> _What to work on_
Copy out all of the items below, swapping every "photo" for "image" and changing nothing else. Leave the pictures out.

> _Data section_
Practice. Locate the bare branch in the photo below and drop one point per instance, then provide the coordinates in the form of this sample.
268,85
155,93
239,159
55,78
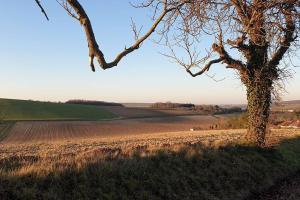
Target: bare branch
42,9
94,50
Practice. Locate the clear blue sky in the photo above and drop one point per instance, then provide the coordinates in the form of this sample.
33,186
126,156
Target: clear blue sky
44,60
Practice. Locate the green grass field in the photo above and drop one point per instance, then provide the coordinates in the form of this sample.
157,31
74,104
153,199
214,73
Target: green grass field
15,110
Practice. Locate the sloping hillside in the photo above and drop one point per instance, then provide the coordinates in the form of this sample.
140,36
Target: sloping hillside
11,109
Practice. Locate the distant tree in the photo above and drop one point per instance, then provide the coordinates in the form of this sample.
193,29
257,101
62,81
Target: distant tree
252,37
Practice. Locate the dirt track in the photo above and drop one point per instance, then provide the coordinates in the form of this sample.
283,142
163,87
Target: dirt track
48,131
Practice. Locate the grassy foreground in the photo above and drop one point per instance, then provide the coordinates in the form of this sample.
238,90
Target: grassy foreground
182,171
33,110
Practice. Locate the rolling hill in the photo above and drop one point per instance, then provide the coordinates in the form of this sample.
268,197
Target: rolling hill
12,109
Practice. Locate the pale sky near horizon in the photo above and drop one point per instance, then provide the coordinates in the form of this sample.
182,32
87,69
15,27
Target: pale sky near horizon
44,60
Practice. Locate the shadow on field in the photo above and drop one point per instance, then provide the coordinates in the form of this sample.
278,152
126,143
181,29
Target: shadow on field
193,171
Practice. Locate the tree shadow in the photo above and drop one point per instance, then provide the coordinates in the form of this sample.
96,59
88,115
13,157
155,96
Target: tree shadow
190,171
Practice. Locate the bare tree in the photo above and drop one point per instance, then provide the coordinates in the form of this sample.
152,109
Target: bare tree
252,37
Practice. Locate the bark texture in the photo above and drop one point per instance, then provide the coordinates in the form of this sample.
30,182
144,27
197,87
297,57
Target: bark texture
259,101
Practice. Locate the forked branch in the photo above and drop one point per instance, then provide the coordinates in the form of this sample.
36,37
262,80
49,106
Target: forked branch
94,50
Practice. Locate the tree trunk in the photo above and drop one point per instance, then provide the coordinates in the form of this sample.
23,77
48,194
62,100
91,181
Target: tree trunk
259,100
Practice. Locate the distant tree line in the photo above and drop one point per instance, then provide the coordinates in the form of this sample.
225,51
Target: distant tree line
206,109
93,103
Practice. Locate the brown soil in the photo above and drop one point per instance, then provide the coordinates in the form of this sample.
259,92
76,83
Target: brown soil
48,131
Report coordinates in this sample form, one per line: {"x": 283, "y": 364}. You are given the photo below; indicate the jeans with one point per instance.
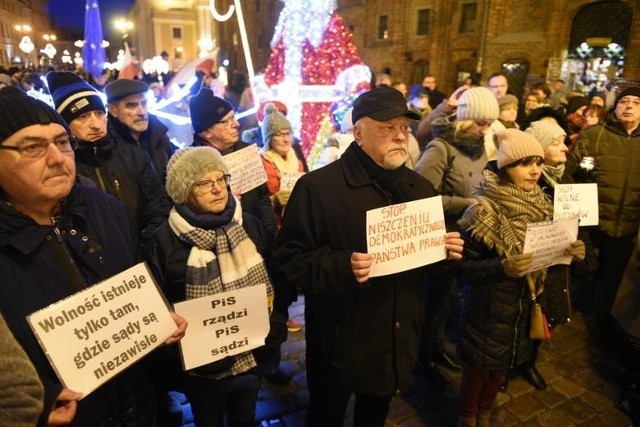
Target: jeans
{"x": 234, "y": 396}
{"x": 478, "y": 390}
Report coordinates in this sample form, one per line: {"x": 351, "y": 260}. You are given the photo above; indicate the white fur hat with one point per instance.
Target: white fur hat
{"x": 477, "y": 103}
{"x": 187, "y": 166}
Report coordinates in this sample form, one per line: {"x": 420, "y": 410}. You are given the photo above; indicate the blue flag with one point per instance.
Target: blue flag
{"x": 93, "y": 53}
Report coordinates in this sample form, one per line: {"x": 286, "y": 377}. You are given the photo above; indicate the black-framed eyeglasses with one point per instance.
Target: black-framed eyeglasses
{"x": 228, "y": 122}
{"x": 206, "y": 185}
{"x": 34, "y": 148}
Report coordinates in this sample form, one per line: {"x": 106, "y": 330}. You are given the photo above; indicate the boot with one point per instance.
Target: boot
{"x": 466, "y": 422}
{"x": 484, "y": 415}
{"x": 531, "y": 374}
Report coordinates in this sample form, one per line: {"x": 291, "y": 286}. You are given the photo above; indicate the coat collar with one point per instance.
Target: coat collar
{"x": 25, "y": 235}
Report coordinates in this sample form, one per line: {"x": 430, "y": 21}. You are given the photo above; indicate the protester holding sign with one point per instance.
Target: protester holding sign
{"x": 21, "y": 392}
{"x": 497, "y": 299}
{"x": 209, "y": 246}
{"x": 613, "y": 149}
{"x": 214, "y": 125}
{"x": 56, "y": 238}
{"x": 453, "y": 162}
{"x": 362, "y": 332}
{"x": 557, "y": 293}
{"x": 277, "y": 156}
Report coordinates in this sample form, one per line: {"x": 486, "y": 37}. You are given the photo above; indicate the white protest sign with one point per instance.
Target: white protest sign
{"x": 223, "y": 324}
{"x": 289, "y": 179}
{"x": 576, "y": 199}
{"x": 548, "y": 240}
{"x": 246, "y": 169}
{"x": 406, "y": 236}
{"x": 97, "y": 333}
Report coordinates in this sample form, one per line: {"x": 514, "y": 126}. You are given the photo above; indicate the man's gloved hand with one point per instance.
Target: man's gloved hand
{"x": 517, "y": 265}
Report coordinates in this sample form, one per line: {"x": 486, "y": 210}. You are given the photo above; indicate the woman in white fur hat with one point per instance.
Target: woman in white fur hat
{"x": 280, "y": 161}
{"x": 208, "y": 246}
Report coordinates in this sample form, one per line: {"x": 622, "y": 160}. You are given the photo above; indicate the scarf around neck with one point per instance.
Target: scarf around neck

> _Full output_
Practice. Locate the bare branch in the image below and drop one point per instance, then provide the coordinates in the form of this sample.
268,85
155,93
239,159
55,78
Target: bare branch
42,9
94,50
Practice. Locate the clear blue sky in the image above and drop one point per instance, then provide the coordinates in the form of this sample.
33,186
126,156
Target: clear blue sky
44,60
Practice. Locate the green grass field in the image above and drop one point per instance, then provide the coordinates in the form of this sample.
157,31
74,104
153,199
214,73
Target: green grass field
15,110
Practice. Locate the sloping hillside in the image above and drop one point per instance, then provide the coordinates in the form of this sample.
140,36
Target: sloping hillside
11,109
Practice. Locate the distant tree in the image above and drop one point per instance, then provide the coordinates in the form of this sample.
193,29
257,101
62,81
Target: distant tree
252,37
Practice. Locate the dirt track in the image above and drop one point per instance, then provide the coordinates in the form of this sample.
283,142
163,87
Target: dirt track
48,131
Practice. Locate the grassy foreground in the image above and drop one point per instance, then provide the coordinates in the form of this sample.
238,90
Target: grassy foreground
182,171
33,110
Practice. Locate the rolling hill in the image above and drop one point per instance, then provide the coordinates in the form of this sample.
268,197
Target: rolling hill
12,109
Practice. Locate the pale sky near horizon in the image above and drop one point per instance, then provide the coordinates in the form of this sample.
182,32
87,69
15,27
Target: pale sky near horizon
44,60
Practice. Locate the shadow on field in the image above and drop one point per instance, then provide the coordinates in the form of this sample.
278,152
126,143
181,29
Target: shadow on field
193,171
Practice. Locate the tree shadow in the image above and drop one point per instance, then provide the coordinates in the form of this sample.
96,59
88,115
13,157
155,96
Target: tree shadow
190,171
Practice. Locate the bare tree in the image above and drop one point per instance, then provide the coordinates in the form of this sample.
152,109
Target: bare tree
252,37
Practice. Locate the bark texture in the image above and drop one point per instance, then provide the coordinates in the form of this sample.
30,182
144,27
197,87
297,57
Target: bark texture
259,101
Practice. Locate the forked branch in the image above and drop one point per instance, then provide the coordinates in the form of this sample.
36,37
262,80
49,106
Target: forked branch
94,50
Practice. Locate the tree trunk in the image above and drop one point per instance, then provide the coordinates in the form of this sample.
23,77
48,194
62,100
91,181
Target: tree trunk
259,100
Practice. Locate the distant tree line in the image above and drop one point per instance, then provide the coordinates in the form of this sample.
225,51
Target: distant tree line
206,109
93,103
Practice. Locate the brown soil in the image above and drop one point per instance, then provide the coordinates in the form of this sample.
259,92
76,83
Target: brown soil
48,131
Report coordinates in this sample form, one per line: {"x": 283, "y": 364}. You are given the image below; indicate the jeans with one point per instance.
Target: jeans
{"x": 234, "y": 396}
{"x": 478, "y": 390}
Report coordinates in this sample form, one per line: {"x": 351, "y": 260}. You are given the image above; indicate the white fur hat with one point per instance.
Target: white fur hat
{"x": 477, "y": 103}
{"x": 187, "y": 166}
Report coordinates in this sample form, one per line: {"x": 420, "y": 410}. You are given the image above; indicate the blue flag with one point per instance.
Target: blue flag
{"x": 93, "y": 53}
Report coordinates in this sample form, one per line: {"x": 286, "y": 377}. You are given the image above; indicate the black-framed eyeglasses with one point per instance.
Target: black-framed eyeglasses
{"x": 228, "y": 122}
{"x": 206, "y": 185}
{"x": 34, "y": 148}
Report coordinates in this sample form, one per line: {"x": 106, "y": 330}. You are given the image above; indicate the boot with one point per instance.
Target: boot
{"x": 466, "y": 422}
{"x": 484, "y": 415}
{"x": 531, "y": 374}
Report coordinates in this sample form, one per line: {"x": 291, "y": 286}. You are given the image above; indicate the coat collar with one point per instance.
Target: coat collar
{"x": 25, "y": 235}
Report coordinates in this sample form, one per line: {"x": 430, "y": 21}. You are given the image above; indicate the protester holding sign with one point per instance.
Target: protester holding sign
{"x": 21, "y": 392}
{"x": 497, "y": 299}
{"x": 209, "y": 246}
{"x": 613, "y": 149}
{"x": 214, "y": 125}
{"x": 56, "y": 238}
{"x": 453, "y": 162}
{"x": 362, "y": 332}
{"x": 557, "y": 293}
{"x": 277, "y": 156}
Report coordinates in this sample form, one per line: {"x": 486, "y": 37}. You are given the image above; indicate the white protest sign with one point per instance.
Target: white protest sign
{"x": 223, "y": 324}
{"x": 289, "y": 179}
{"x": 576, "y": 199}
{"x": 548, "y": 240}
{"x": 246, "y": 169}
{"x": 406, "y": 236}
{"x": 97, "y": 333}
Report coordinates in this sample form, one per line: {"x": 514, "y": 126}. You are given the image above; indicate the man's gloved hand with one point per instance.
Target: man's gloved hand
{"x": 517, "y": 265}
Report coordinates in this sample form, one per line: {"x": 486, "y": 210}. You are given the image above; indicate the woman in white fur hat with one point per instance.
Target: woman in white fur hat
{"x": 280, "y": 161}
{"x": 208, "y": 246}
Report coordinates in this sample form, one per line: {"x": 622, "y": 160}. You are given the image above; indicate the scarf around neck with one point per instance.
Target: scarf around neck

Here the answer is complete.